───── Page ─────

IntelliTag - Architecture Document

Document Information

Field	Value
System	IntelliTag
Version	2.0
Author	Thomas Mebarki
Role	Solution Architect
Status	Delivered

1. Architecture Overview

1.1 System Context

┌─────────────────────────────────────────────────────────────────────┐
│                         EXTERNAL SYSTEMS                            │
├─────────────────────────────────────────────────────────────────────┤
│  ┌─────────────┐    ┌─────────────┐    ┌─────────────────────────┐ │
│  │ Stack       │    │ Data        │    │ Model Hubs              │ │
│  │ Overflow    │    │ Explorer    │    │ (HuggingFace, TF Hub)   │ │
│  │ Platform    │    │ (SQL)       │    │                         │ │
│  └──────┬──────┘    └──────┬──────┘    └───────────┬─────────────┘ │
│         │                  │                       │               │
│         ▼                  ▼                       ▼               │
│  ┌─────────────────────────────────────────────────────────────┐   │
│  │                      INTELLITAG SYSTEM                       │   │
│  │  ┌─────────┐  ┌──────────┐  ┌─────────┐  ┌──────────────┐   │   │
│  │  │   API   │◄─┤ Predictor│◄─┤ Models  │◄─┤ Feature      │   │   │
│  │  │ Layer   │  │ Service  │  │ Layer   │  │ Extraction   │   │   │
│  │  └─────────┘  └──────────┘  └─────────┘  └──────────────┘   │   │
│  │       ▲                                         ▲            │   │
│  │       │                                         │            │   │
│  │  ┌─────────┐                           ┌──────────────┐      │   │
│  │  │ Health  │                           │ Data         │      │   │
│  │  │ Monitor │                           │ Pipeline     │      │   │
│  │  └─────────┘                           └──────────────┘      │   │
│  └─────────────────────────────────────────────────────────────┘   │
└─────────────────────────────────────────────────────────────────────┘

1.2 High-Level Architecture

IntelliTag follows a layered architecture with clear separation of concerns:

┌─────────────────────────────────────────────────────────────┐
│                     PRESENTATION LAYER                       │
│  ┌─────────────────────────────────────────────────────────┐│
│  │  REST API (Flask/FastAPI)                               ││
│  │  • POST /predict - Tag predictions                      ││
│  │  • GET /health - Health check                           ││
│  └─────────────────────────────────────────────────────────┘│
├─────────────────────────────────────────────────────────────┤
│                      SERVICE LAYER                           │
│  ┌─────────────────────────────────────────────────────────┐│
│  │  Prediction Service                                     ││
│  │  • Orchestrates preprocessing → features → prediction   ││
│  │  • Handles model selection and ensemble                 ││
│  └─────────────────────────────────────────────────────────┘│
├─────────────────────────────────────────────────────────────┤
│                       DOMAIN LAYER                           │
│  ┌──────────────┐  ┌──────────────┐  ┌──────────────┐      │
│  │ Preprocessor │  │ Feature      │  │ Classifier   │      │
│  │              │  │ Extractor    │  │              │      │
│  │ • Tokenize   │  │ • TF-IDF     │  │ • Multi-label│      │
│  │ • Clean      │  │ • Word2Vec   │  │ • Ensemble   │      │
│  │ • Lemmatize  │  │ • BERT       │  │ • Threshold  │      │
│  │              │  │ • USE        │  │              │      │
│  └──────────────┘  └──────────────┘  └──────────────┘      │
├─────────────────────────────────────────────────────────────┤
│                   INFRASTRUCTURE LAYER                       │
│  ┌──────────────┐  ┌──────────────┐  ┌──────────────┐      │
│  │ Data Loader  │  │ Model Store  │  │ Config       │      │
│  │              │  │              │  │              │      │
│  │ • CSV I/O    │  │ • Serialize  │  │ • Settings   │      │
│  │ • Validation │  │ • Versioning │  │ • Env vars   │      │
│  └──────────────┘  └──────────────┘  └──────────────┘      │
└─────────────────────────────────────────────────────────────┘

2. Project Structure

2.1 Directory Layout

intellitag/
│
├── README.md                 # Project overview and quick start
├── LICENSE                   # MIT License
├── setup.py                  # Package installation
├── requirements.txt          # Production dependencies
├── requirements-dev.txt      # Development dependencies
├── pyproject.toml           # Modern Python config
├── .gitignore               # Git ignore rules
├── .env.example             # Environment template
├── Makefile                 # Common commands
│
├── src/                     # Source code (package: intellitag)

─────

*Aim 1*.
Name every layer in the layered architecture that the IntelliTag architecture document describes under "1.2 High-Level Architecture".
*Aim 2*.
Convert the lines of the records into a numbered list, omitting any blank lines, starting at the line containing "Where can you spot the bicycle frame" and ending at the line containing "column 625, row 480".
The architecture document and the records that follow it are unrelated material.

───── Record excerpts ─────

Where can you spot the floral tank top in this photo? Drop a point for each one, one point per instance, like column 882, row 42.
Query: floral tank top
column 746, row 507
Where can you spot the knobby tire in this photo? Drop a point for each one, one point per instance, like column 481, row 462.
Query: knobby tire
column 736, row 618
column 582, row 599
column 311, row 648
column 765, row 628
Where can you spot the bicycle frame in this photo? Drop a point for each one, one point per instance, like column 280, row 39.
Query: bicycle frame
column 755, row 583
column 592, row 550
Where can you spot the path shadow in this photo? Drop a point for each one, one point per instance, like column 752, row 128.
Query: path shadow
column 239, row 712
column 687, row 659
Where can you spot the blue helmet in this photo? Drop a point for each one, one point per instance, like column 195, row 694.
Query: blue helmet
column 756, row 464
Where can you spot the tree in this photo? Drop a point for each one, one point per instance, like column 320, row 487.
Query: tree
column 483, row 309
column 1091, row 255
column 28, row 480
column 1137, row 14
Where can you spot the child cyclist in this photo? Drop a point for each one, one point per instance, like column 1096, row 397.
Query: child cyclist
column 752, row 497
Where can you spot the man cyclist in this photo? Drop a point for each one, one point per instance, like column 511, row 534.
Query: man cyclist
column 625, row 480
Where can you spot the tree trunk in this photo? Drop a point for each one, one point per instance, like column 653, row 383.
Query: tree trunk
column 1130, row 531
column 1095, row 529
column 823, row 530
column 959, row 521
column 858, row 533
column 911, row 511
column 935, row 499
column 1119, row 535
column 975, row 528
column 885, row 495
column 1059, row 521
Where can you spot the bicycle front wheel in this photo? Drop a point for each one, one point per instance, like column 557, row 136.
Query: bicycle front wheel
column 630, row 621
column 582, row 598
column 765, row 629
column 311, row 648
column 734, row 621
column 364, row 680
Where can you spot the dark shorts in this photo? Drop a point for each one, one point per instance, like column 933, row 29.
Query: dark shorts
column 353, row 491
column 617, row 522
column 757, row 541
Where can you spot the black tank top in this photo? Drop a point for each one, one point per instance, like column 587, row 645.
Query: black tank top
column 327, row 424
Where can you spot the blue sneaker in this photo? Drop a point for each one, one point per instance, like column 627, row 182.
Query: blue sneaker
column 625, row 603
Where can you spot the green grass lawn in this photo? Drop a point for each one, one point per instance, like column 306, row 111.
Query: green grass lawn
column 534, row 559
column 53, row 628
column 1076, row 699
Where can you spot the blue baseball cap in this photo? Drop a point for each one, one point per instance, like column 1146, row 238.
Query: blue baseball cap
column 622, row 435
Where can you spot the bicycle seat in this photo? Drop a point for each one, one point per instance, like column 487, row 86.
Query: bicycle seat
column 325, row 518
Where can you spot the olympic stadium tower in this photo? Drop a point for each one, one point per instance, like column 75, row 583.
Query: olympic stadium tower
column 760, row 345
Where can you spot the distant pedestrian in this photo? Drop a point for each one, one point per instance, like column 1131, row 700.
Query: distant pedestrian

─────

*Written solution 1*.
Presentation Layer, Service Layer, Domain Layer, Infrastructure Layer

*Written solution 2*.
1. Where can you spot the bicycle frame in this photo? Drop a point for each one, one point per instance, like column 280, row 39.
2. Query: bicycle frame
3. column 755, row 583
4. column 592, row 550
5. Where can you spot the path shadow in this photo? Drop a point for each one, one point per instance, like column 752, row 128.
6. Query: path shadow
7. column 239, row 712
8. column 687, row 659
9. Where can you spot the blue helmet in this photo? Drop a point for each one, one point per instance, like column 195, row 694.
10. Query: blue helmet
11. column 756, row 464
12. Where can you spot the tree in this photo? Drop a point for each one, one point per instance, like column 320, row 487.
13. Query: tree
14. column 483, row 309
15. column 1091, row 255
16. column 28, row 480
17. column 1137, row 14
18. Where can you spot the child cyclist in this photo? Drop a point for each one, one point per instance, like column 1096, row 397.
19. Query: child cyclist
20. column 752, row 497
21. Where can you spot the man cyclist in this photo? Drop a point for each one, one point per instance, like column 511, row 534.
22. Query: man cyclist
23. column 625, row 480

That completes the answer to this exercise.